Task prompt >> Reproduce word for word the rows below, from the line that contains "In this exercise you will tag the leafy" through the final row.

Exercise data >>
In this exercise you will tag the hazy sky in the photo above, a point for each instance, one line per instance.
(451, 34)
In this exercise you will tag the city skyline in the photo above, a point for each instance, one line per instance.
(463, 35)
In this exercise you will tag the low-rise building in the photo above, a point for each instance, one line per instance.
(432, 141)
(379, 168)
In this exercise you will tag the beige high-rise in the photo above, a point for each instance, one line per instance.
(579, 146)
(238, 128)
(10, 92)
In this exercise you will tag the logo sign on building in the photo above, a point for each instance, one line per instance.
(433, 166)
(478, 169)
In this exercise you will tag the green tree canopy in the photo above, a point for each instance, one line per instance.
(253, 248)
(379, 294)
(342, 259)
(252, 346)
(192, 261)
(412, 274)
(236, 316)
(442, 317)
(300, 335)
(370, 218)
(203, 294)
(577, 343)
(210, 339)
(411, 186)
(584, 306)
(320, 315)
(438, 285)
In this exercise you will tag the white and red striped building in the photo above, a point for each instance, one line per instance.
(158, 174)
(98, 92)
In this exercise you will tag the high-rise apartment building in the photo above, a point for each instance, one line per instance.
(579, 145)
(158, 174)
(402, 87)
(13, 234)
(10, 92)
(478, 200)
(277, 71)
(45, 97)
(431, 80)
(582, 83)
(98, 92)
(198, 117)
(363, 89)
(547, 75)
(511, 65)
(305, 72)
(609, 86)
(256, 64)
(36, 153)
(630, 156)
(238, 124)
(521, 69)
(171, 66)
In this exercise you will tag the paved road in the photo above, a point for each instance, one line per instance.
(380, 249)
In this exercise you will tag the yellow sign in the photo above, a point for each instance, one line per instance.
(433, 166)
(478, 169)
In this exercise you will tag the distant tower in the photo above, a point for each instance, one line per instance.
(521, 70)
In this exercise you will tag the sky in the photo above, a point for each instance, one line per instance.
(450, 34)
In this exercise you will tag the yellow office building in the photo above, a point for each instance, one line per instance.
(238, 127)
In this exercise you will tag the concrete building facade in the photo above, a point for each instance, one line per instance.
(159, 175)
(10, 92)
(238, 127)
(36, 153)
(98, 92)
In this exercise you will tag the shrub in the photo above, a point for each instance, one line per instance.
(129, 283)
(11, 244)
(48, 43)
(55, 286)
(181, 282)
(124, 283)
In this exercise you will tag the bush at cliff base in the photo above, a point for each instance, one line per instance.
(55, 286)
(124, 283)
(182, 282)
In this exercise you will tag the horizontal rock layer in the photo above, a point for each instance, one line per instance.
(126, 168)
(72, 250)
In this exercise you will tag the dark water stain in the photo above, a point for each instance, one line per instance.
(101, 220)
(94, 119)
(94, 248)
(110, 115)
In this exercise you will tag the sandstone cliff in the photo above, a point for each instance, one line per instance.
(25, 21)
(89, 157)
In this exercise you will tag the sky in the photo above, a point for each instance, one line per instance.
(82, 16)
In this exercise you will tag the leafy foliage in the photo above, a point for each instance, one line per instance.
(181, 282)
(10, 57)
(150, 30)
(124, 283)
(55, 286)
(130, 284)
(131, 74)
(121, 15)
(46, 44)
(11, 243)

Exercise result >>
In this exercise you will tag the leafy foliage in the photo above, a point for each instance, one line per instance.
(181, 282)
(10, 57)
(150, 30)
(124, 283)
(55, 286)
(130, 284)
(131, 74)
(121, 15)
(46, 44)
(11, 243)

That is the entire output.